Text extract:
_ _ _ _ _ _ _

# Atv riding question



## Eschmidt48 (Aug 10, 2009)

can i ride my atv alongside all county roads? perticularly all menominee michigan county roads?


----------



## JWICKLUND (Feb 13, 2005)

Here is a link to the ordinance. The sheriff department will be the contact person if you have any questions as we do not enforce ordinances.
http://www.vvmapping.com/trails/MICounties/ordinances/Menominee_ORV_Ordinance.pdf


----------



## sourdough44 (Mar 2, 2008)

I thinks it's great MI loosened up the rules with reguard to responsible ATV riding along county roads. Next it's time to visit the issue of helmets for adult drivers while hunting/fishing etc.


----------



## Eschmidt48 (Aug 10, 2009)

im 15 years old i just got my atv safty licsens and my fourwheelers registered and i do where a helmet. menominee michigan has no where to ride. we need more trails in each county


----------



## MUDDY4LIFE (Apr 13, 2001)

Your 15 years old and claim you already have a valid ORV safety certificate?

If so, than the above questions you asked in this forum should have been taken care of in your ORV safety education class by your instructor unless your safety class was taken pre-PA 240.

At 15 years old,did your ORV safety instructor tell you that anyone under the age of 16 years old who operates an ATV/ORV in the State of Michigan must also be under the direct visual supervision of an adult while operating?


----------



## bradymsu (Mar 3, 2008)

Menominee County adopted its ORV ordinance under PA 240 on 12-23-2008. You should contact the local sheriff department to determine which county roads, if any, are closed. Also, for the benefit of all riders, please do not ride anywhere on state land unless you're sure you can be there and if you have kids, don't allow them to ride unsupervised.

_ _ _ _ _ _ _

Given request: Please state the date on which, according to the ATV riding thread above, Menominee County adopted its ORV ordinance under PA 240.

_ _ _ _ _ _ _

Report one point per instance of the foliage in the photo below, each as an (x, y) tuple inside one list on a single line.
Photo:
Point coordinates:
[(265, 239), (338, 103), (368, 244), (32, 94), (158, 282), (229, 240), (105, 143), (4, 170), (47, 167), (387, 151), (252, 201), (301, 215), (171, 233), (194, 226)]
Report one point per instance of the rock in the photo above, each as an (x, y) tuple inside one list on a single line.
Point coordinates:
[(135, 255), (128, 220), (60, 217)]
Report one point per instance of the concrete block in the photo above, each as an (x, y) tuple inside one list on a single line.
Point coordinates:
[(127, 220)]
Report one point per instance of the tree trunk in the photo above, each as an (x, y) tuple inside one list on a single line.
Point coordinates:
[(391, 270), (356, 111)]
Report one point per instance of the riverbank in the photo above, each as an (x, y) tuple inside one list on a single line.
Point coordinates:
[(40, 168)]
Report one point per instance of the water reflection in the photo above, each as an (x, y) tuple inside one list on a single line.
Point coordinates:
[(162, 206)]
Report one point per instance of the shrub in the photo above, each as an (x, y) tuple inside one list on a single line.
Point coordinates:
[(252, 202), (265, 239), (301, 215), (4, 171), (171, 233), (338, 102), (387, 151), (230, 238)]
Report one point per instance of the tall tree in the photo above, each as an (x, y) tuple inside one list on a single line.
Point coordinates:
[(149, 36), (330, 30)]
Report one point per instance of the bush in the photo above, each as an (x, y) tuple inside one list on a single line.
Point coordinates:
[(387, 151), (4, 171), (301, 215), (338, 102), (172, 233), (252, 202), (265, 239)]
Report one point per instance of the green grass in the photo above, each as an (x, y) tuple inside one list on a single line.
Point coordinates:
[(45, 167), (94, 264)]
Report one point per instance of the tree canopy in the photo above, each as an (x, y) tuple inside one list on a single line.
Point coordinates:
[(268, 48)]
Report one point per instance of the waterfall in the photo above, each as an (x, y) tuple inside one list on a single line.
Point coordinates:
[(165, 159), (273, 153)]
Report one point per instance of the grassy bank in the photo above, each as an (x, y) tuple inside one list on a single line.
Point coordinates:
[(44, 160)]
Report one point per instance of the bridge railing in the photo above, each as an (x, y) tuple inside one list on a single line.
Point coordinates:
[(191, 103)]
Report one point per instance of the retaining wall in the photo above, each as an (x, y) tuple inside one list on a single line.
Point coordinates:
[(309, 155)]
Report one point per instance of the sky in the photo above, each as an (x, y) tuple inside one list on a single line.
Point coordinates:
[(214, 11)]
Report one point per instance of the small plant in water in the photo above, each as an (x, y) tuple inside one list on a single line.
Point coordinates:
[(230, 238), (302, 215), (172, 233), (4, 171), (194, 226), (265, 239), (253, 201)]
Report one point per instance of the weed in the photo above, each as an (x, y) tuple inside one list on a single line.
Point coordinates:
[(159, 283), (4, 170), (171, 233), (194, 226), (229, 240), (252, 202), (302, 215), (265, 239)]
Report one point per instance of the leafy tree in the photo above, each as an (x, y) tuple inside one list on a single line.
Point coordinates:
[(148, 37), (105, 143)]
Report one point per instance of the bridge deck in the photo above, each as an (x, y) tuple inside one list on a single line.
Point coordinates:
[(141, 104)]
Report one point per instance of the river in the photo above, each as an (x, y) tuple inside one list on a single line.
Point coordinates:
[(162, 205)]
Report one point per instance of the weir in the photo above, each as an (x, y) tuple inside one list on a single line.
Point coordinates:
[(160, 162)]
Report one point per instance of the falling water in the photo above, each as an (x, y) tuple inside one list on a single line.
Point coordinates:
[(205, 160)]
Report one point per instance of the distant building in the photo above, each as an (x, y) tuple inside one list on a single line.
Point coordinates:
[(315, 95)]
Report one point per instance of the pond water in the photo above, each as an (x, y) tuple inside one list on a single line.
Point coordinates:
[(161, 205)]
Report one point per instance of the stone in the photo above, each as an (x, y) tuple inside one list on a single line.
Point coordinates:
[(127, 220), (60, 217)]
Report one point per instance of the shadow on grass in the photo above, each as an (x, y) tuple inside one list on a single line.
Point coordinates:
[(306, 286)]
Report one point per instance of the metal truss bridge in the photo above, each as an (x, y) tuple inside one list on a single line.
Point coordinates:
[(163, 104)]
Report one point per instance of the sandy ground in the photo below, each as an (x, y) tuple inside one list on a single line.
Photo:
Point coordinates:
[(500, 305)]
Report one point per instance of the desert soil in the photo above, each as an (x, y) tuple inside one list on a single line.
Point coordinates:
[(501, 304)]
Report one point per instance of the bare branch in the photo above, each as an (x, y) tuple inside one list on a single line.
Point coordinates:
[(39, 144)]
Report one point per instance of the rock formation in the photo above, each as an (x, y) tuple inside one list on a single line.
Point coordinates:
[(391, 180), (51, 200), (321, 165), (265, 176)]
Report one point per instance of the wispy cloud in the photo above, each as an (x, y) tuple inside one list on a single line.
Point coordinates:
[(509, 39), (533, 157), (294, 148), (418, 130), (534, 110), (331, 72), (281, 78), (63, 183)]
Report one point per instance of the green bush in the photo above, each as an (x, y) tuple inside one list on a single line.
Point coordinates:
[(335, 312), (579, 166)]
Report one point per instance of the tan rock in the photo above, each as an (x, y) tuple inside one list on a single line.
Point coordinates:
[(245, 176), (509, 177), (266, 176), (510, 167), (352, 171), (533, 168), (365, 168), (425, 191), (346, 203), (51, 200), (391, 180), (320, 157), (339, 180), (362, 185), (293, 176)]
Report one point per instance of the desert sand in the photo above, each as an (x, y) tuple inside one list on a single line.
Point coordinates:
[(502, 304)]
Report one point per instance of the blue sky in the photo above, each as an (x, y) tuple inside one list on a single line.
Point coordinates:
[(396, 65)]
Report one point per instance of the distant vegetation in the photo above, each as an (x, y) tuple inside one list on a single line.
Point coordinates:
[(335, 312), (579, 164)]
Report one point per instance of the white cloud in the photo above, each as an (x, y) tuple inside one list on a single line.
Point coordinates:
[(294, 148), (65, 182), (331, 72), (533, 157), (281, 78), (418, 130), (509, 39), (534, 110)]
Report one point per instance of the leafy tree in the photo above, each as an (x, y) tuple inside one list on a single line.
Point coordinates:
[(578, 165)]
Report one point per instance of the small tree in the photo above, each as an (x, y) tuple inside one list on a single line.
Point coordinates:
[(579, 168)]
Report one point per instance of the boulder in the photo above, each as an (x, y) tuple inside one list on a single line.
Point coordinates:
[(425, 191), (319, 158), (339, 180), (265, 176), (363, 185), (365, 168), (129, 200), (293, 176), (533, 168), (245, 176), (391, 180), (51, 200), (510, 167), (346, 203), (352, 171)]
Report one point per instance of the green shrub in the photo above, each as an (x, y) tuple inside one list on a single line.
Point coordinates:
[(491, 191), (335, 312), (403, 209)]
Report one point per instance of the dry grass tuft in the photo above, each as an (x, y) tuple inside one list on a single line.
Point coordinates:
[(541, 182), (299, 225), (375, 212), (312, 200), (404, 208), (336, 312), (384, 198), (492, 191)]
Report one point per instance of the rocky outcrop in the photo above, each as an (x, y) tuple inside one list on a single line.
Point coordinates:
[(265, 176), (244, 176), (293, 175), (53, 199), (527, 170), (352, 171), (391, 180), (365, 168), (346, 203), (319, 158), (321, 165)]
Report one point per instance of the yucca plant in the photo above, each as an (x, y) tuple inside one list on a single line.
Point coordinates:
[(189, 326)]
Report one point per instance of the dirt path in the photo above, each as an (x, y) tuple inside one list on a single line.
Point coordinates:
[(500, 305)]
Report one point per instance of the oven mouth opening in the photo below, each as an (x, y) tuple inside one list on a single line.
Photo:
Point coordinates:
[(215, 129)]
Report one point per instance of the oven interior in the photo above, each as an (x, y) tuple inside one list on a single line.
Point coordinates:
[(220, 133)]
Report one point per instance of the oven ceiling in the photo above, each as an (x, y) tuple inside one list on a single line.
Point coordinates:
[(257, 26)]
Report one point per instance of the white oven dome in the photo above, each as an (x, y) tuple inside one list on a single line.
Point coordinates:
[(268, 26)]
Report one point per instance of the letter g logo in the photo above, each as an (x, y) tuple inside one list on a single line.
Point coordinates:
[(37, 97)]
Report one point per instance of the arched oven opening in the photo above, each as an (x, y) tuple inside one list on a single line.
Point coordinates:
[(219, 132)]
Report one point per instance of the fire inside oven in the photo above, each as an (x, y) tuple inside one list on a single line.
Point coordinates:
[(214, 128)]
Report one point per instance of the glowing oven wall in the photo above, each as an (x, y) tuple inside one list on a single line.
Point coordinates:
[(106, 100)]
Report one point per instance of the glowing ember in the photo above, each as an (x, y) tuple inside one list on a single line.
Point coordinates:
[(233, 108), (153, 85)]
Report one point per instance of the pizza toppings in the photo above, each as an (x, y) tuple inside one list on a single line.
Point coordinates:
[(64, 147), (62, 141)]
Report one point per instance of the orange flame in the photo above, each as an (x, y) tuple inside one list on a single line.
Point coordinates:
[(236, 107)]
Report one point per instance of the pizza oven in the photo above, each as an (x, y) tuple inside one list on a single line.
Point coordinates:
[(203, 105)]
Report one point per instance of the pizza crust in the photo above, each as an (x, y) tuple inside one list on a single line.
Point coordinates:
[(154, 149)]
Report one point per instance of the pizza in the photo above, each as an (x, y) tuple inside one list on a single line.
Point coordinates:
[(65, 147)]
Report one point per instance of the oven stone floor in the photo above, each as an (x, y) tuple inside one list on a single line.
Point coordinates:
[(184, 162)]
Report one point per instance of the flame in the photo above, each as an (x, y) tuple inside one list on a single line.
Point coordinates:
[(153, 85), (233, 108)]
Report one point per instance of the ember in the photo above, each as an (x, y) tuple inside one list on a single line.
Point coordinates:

_ _ _ _ _ _ _

Task result: 12-23-2008